Written tasks →
• A. According to the passage on makeup and copyright, which section of the Copyright Act, 1957 defines artistic work?
• B. Continue the passage on makeup and copyright from its last sentence.

Text passage →
--
Makeup can be anything from a simple lipstick to a combination of different cosmetics used to create a specific look. Makeup is not confined to a particular section of society and its use ranges from everyday basic look to actors using it to change their appearances. Makeup can also help hide imperfections on any part of your body, be it blemishes or bruises. With the beauty industry growing rapidly and the influencers as well as artists creating new, innovative and artistic looks; there is an emerging need to protect the rights the parties may have over their creations. Makeup after all is nothing but painting on a canvas with the canvas being a person’s face.


A copyright is nothing but a type of intellectual property  that gives the ‘authors’ ownership rights over their creations, provided the creator’s idea has been expressed in tangible form. A copyright can subsist automatically on creation of a new and original work and can be awarded in literary, dramatic, artistic work, sound recording or cinematograph films and also in computer programmes.

Makeup falls under the category of artistic work which is defined under Section 2(c) of the Copyright Act, 1957 as:

(i) a painting, a sculpture, a drawing (including a diagram, map, chart or plan), an engraving or a photograph, whether or not any such work possesses artistic quality;

(ii) a [work of architecture]; and

(iii) any other work of artistic craftsmanship;

It takes a lot of time, energy and effort to create any form of art from scratch and that includes a makeup look which demands the same level of protection as awarded to a painting, photograph or any other artistic work. For makeup artists, their subject’s face is a blank canvas which can be transformed into various looks by using the cosmetics in different combinations. The artists should therefore, be given due recognition for their labor to create a new and original look and subsequently can be protected from copycats who do not give the artists due credit. The owner of a copyright gets the exclusive right to not only reproduce, display or distribute the original work but also to create derivative works out of the original.
--
Data lines →
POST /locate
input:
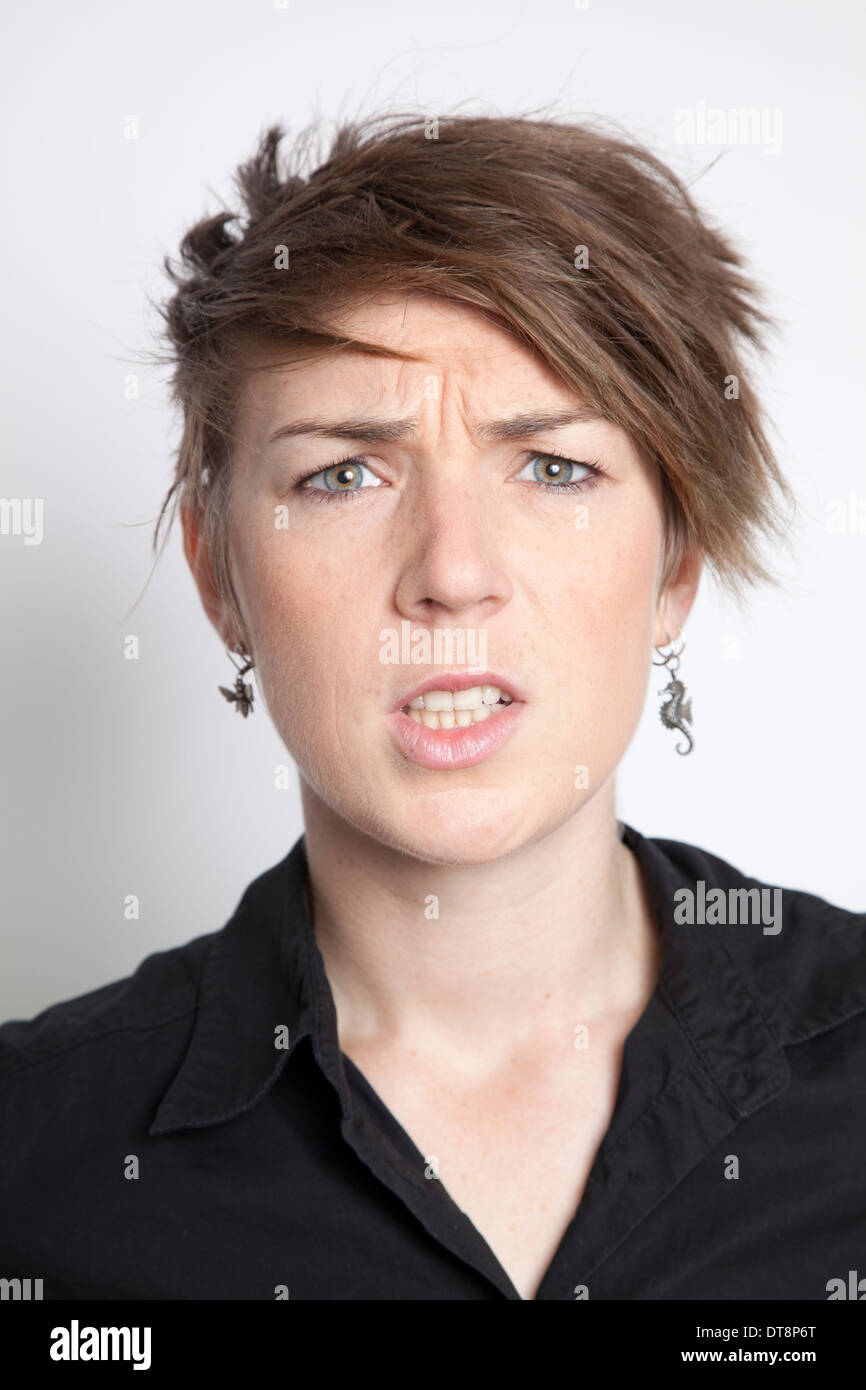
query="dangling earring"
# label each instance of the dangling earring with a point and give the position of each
--
Outputs →
• A. Section 2(c)

• B.
  1. New and Original- For a work to be copyrightable, it must be a new and original work of the author. For a makeup artist to acquire copyright over their makeup look, it must be an innovative and original look created by them. This condition removes basic makeup looks like red lips, winged eyeliner, cat eye look etc. from the ambit of copyright protection. Instead, creation of looks like a skeleton face or a full face glow in the dark look, or the famous look of molten gold lips that are dripping color as created by famous American makeup artist, Vlada Haggerty, or the ‘Swarovski crystal-rimmed eyes’ created by Peter Philips, a famous makeup artist and Christian Dior Beauty’s Creative Image Director, etc will be treated as the original work of the artist and be protected under copyright law.
  2. Idea expressed in tangible form- The idea-expression dichotomy is a universal rule under copyright law that protects the expression of an idea in a tangible form rather than the idea itself. This means that for any work to be copyrightable, it must be expressed in a tangible form. In case of makeup looks, the artist having an idea of a look in their mind is not enough. They must create the look in tangible form, in this case, the face of their subject, to acquire copyright protection over their creative idea.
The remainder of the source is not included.